Exercise instructions:
A - From the tensor transform patent text below, pull out everything from "Exemplary embodiments are" down to "indicate similar elements.".
B - Write what comes next in the tensor transform patent description below, picking up after its last sentence.

Text section:
## BEGIN

Exemplary embodiments are illustrated by way of example and not limited by the figures of the accompanying drawings, in which like references indicate similar elements.

FIG. 1 —Is an example of a two-dimensional tensor showing the relationship between a tensor transform and a second two-dimensional tensor after a rotation operation.

FIG. 2A—Is an example of a two-dimensional tensor and interpolation of a tensor slice to generate an output.

FIG. 2B—Is an example of a two-dimensional multi-channel tensor and a second two-dimensional tensor after a rotation operator.

FIG. 3 —Is an example of a system for performing tensor operation on multi-dimensional tensors.

FIG. 4 —Is a is a flowchart for providing a method for performing a tensor transform.

DETAILED DESCRIPTION OF EXAMPLE EMBODIMENTS

The following detailed description includes references to the accompanying drawings, which are a part of the detailed description. The drawings show illustrations in accordance with exemplary embodiments. These exemplary embodiments, which are also referred to herein as “examples,” are described in enough detail to enable those skilled in the art to practice the present subject matter. The embodiments can be combined, other embodiments can be utilized, or structural, functional, logical, and electrical changes can be made without departing from the scope of what is claimed. The following detailed description is, therefore, not to be taken in a limiting sense, and the scope is defined by the appended claims and their equivalents.

## END

Entries supplied:
## BEGIN

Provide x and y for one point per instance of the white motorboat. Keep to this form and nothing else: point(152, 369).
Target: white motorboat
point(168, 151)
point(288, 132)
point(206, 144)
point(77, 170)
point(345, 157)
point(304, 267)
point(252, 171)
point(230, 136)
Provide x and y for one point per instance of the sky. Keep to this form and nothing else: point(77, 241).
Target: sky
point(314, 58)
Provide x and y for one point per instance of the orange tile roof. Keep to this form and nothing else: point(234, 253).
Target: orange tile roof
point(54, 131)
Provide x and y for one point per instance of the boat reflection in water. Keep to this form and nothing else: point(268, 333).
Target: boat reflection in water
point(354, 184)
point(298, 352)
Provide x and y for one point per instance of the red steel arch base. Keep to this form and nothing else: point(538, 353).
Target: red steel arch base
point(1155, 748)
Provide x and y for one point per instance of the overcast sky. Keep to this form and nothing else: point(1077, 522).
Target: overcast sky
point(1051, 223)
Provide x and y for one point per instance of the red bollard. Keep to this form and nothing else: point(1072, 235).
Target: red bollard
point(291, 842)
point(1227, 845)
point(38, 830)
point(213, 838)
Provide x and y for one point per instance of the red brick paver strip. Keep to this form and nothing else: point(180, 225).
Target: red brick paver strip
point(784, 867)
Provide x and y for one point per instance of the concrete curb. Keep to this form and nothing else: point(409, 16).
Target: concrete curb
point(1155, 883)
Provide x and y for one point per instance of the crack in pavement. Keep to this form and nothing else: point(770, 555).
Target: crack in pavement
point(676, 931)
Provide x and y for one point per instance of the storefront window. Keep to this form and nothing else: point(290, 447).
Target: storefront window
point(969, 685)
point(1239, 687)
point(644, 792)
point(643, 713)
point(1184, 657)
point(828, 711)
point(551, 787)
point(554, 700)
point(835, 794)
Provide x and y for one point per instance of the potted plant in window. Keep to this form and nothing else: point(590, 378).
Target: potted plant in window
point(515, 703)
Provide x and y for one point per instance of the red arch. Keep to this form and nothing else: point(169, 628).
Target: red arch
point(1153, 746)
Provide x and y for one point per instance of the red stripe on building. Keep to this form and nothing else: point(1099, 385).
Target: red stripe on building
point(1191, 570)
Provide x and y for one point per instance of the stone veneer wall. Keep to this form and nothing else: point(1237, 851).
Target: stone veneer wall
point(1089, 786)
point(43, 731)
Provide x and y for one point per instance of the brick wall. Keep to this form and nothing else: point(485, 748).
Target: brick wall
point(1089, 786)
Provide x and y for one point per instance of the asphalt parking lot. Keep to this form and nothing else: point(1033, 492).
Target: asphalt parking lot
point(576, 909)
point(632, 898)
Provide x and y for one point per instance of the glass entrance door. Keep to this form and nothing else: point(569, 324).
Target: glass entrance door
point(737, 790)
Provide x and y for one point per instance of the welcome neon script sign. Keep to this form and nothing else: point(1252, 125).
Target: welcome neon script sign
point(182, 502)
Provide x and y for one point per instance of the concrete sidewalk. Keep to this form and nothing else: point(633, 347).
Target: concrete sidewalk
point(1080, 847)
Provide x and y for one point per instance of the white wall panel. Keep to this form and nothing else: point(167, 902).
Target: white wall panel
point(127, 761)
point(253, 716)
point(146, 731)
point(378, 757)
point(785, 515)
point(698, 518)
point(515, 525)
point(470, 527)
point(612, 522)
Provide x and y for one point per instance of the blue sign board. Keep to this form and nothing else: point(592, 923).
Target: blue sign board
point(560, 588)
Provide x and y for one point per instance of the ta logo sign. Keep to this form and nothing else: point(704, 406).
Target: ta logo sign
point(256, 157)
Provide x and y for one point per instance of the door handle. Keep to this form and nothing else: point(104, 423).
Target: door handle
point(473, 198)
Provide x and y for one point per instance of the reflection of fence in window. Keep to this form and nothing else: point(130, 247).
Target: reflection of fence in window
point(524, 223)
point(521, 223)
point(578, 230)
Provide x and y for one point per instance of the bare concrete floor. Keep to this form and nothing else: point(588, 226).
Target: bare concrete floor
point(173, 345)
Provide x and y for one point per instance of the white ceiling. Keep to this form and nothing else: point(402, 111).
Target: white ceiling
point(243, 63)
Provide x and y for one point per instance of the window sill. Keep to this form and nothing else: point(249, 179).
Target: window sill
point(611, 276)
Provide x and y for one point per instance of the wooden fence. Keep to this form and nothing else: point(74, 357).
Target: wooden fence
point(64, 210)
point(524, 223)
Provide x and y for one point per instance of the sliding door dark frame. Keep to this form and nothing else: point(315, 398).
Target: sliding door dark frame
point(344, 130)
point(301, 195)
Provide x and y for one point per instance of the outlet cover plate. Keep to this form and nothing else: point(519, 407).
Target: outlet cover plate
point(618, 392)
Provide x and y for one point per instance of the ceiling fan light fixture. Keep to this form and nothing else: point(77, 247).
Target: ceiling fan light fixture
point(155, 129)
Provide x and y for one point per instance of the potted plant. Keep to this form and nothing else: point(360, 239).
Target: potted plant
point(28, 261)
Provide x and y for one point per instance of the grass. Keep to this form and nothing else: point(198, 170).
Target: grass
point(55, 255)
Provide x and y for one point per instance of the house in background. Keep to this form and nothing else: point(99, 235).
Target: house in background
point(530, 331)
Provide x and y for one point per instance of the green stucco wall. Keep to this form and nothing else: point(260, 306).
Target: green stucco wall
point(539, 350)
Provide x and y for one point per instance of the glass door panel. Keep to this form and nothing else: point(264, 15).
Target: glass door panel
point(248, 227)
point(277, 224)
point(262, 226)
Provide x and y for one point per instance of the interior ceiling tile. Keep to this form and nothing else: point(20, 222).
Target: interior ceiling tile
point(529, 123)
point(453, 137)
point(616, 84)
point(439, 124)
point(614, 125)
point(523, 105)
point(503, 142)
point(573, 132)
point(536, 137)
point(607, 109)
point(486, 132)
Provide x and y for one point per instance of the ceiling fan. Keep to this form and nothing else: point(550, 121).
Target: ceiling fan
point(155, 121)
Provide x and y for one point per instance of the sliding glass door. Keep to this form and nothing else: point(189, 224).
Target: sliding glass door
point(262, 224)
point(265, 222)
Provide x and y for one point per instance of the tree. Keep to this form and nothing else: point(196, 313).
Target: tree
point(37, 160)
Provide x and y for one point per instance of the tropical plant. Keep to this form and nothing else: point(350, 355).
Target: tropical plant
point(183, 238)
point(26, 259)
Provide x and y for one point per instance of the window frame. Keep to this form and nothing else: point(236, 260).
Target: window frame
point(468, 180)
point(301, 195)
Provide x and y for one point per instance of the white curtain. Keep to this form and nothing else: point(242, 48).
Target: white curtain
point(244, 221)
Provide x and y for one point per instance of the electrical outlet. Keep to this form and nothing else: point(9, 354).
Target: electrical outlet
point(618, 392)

## END

Answers per task:
A -
Exemplary embodiments are illustrated by way of example and not limited by the figures of the accompanying drawings, in which like references indicate similar elements.

B -
A tensor is a container that can house data in N dimensions. A tensor can also be defined as a multi-dimensional matrix of numbers. A two-dimensional array can represent the pixels of an image. A three-dimensional array can represent a volume. Often and erroneously used is the use of tensor interchangeably with a matrix (which is specifically a 2-dimensional tensor). Tensors are generalizations of matrices to N-dimensional spaces. One example of a tensor is a two-dimensional array that represents image pixels in a two-dimensional coordinate system at distinct points.
Tensor operators can generate a request for data that does not lie on a distinct point within a source tensor or source tensor array. Thus, to minimize the artifacts caused by requesting data not lying on a discrete data point within a source tensor array, data within the source tensor can be interpolated to estimate the output tensor resulting from the tensor operator.
Associated with the tensor operation is a transformation guide. The transformation guide contains information about which dimensions of the tensor are subject to a tensor operator. Additionally, the transformation guide includes information for creating the transformation of the source tensor to a transformed tensor. These values are referred to as the index values. Further, the transformation guide includes information regarding an N-dimensional space of interest to be processed. For a two-dimensional space, the space is an area that can be an image. The transformation guide, also referred to as the guide, can be a data structure or an array of information. A slice is a continuous subset of a tensor.
In some embodiments, there is more than one transformation guide for the source slices required to generate an output slice. In some embodiments, there is a guide for each source slice or a guide for each output slice, or a single guide for the entire output.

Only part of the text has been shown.